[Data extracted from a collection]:

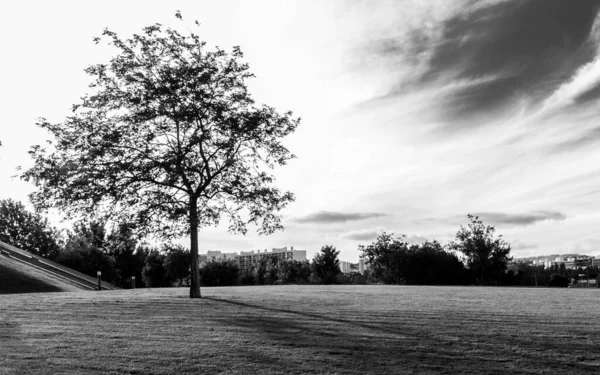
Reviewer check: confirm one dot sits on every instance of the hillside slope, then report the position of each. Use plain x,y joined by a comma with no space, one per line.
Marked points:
33,266
16,277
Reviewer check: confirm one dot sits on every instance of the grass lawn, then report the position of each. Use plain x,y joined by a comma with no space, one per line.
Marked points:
303,329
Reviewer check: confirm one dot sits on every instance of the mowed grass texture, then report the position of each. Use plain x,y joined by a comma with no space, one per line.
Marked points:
303,329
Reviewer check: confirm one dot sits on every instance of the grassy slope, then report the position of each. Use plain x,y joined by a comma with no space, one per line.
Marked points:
16,277
303,329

[What is expected]:
Reproduce every line of the records above, shifting each marked point's x and y coordinates by -150 and leaving all other text unchanged. Leave the picture lines out.

[Written solution]:
Reviewer check: confirm one dot sits on every instance of the hillside slope, then report the position of each. Use plain x,y joined by a comma with no space, one per line.
Marked points:
-117,116
-134,127
Reviewer check: confirm one dot sits on every instance of the grass lawn, then report the position of each. Use plain x,y joined by a comma with no space, one per line.
Marked points:
153,179
Reviewer check: confirm one dot sits on every instance of the mowed grass texture, then report the position of each. Use plain x,y joined by a comma with no space, one per line.
Marked points:
153,179
Reviewer check: confirm one dot sits on every instance of the grassy slope, then report the position of each. Use plain x,y joined by a comma with no space, one per line.
Marked points:
-134,127
153,179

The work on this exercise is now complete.